## Direction
Scale the stretch of the records below from the line containing "The scan above contains the bride's bare" through the end of the records, both ends included, and reproduce every line in that stretch, requests included. Multiply each bounding-box coordinate in the answers by 1.5 and round to whole numbers, with halves rounded up.
=-=-=
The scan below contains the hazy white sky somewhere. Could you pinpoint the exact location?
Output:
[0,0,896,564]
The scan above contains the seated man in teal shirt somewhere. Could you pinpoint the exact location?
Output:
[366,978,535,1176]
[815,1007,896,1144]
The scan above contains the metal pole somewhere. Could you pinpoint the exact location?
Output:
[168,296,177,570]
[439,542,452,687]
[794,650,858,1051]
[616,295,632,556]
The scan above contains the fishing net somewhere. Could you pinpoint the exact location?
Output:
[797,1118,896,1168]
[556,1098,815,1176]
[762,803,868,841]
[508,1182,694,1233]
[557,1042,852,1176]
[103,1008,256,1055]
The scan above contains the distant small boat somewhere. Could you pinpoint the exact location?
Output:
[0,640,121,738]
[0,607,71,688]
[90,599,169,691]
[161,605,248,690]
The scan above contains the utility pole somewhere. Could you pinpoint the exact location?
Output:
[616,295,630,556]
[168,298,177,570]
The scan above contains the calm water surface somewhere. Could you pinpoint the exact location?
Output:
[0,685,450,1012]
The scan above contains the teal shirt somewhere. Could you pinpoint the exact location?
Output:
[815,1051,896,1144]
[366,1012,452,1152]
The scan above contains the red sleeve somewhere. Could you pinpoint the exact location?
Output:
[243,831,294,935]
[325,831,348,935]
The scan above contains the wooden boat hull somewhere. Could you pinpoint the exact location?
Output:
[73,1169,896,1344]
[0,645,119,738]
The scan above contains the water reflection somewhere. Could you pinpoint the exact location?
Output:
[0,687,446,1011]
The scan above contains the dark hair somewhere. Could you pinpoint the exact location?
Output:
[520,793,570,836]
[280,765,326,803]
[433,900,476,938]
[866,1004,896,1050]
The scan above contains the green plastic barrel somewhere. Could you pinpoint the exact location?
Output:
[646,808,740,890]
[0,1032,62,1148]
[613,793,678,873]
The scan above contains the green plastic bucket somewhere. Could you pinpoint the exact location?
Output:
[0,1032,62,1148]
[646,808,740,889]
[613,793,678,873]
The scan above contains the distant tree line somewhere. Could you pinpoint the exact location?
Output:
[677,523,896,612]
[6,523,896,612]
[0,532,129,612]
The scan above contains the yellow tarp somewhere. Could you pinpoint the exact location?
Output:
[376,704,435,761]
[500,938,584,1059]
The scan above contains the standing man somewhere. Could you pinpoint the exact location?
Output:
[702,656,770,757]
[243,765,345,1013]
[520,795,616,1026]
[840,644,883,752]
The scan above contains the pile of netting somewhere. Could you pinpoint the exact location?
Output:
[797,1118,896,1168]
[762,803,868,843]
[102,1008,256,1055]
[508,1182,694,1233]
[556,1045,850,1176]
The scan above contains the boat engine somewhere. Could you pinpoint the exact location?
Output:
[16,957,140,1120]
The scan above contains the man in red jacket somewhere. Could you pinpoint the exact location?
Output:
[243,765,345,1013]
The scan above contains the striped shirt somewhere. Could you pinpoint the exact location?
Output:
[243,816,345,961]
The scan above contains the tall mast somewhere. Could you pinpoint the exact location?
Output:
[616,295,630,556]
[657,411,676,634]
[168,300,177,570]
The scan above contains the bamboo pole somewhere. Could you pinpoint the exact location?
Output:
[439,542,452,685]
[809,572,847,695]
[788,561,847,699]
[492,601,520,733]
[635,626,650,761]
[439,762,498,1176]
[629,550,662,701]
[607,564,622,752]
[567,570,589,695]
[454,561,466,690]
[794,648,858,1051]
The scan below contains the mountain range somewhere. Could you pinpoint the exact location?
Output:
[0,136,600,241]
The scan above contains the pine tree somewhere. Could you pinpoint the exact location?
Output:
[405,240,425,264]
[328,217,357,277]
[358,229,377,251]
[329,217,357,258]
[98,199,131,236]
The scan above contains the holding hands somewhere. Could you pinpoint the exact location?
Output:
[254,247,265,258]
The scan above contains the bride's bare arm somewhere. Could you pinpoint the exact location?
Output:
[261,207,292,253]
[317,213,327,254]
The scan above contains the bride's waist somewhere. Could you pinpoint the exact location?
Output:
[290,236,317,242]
=-=-=
## Final result
The scan above contains the bride's bare arm somewhere. Could you pinpoint the exact location?
Output:
[392,311,438,380]
[476,320,491,381]
The scan above contains the bride's waist somewhere. Could you pinpoint the exact location?
Output:
[435,354,476,363]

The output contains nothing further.